** OBJECTIVE **
Pull out each line of the listing below that contains the string "mountain". Treat uppercase and lowercase letters as different.

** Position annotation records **
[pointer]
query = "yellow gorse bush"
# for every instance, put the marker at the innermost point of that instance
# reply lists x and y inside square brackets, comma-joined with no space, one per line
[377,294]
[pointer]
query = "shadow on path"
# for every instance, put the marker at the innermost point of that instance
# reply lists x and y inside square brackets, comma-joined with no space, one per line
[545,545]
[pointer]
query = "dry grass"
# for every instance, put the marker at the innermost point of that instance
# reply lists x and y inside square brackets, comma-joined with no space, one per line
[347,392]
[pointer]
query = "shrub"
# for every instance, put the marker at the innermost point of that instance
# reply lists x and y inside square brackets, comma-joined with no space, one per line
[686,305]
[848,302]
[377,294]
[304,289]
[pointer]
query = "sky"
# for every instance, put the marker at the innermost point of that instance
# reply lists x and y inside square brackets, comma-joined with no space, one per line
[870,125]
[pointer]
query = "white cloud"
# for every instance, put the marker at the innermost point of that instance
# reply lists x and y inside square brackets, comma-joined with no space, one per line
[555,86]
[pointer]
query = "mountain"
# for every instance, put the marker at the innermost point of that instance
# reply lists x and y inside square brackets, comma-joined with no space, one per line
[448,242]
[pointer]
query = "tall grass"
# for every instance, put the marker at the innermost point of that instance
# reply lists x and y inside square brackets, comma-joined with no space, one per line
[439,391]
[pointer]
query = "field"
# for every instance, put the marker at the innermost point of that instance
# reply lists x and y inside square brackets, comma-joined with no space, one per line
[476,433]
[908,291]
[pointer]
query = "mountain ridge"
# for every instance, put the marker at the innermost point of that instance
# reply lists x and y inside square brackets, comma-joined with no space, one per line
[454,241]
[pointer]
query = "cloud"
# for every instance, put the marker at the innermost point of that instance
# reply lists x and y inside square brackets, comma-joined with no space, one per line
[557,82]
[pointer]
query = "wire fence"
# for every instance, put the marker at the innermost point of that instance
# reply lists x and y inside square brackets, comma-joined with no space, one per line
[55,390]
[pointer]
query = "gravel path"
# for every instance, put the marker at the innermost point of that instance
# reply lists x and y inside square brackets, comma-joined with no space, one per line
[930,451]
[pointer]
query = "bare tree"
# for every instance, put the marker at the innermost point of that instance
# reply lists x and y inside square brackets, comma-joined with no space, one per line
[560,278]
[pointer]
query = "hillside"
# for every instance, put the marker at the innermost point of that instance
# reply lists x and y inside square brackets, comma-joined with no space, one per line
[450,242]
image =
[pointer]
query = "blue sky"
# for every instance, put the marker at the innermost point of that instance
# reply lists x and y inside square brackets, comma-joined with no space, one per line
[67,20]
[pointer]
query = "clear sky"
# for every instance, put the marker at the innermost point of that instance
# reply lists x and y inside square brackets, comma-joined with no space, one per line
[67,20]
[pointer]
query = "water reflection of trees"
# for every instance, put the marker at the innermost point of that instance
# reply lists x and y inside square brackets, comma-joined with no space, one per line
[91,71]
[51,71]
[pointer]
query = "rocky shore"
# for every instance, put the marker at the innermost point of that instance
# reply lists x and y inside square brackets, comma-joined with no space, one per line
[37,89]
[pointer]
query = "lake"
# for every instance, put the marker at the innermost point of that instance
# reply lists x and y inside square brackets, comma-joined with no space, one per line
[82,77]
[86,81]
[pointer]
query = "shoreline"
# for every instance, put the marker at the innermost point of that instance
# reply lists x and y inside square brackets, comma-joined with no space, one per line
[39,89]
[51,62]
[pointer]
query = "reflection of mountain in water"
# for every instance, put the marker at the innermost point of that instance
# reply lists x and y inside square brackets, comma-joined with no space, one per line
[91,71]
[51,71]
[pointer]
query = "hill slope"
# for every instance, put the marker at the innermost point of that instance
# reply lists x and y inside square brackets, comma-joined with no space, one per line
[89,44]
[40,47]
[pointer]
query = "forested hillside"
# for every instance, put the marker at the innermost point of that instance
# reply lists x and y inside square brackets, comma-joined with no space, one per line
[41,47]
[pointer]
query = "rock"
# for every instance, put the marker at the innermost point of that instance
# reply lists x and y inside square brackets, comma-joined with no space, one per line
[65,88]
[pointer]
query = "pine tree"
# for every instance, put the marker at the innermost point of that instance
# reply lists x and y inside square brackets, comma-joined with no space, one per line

** ANSWER TO THIS PROBLEM **
query = "mountain"
query = "mountain ridge"
query = "reflection of mountain in water"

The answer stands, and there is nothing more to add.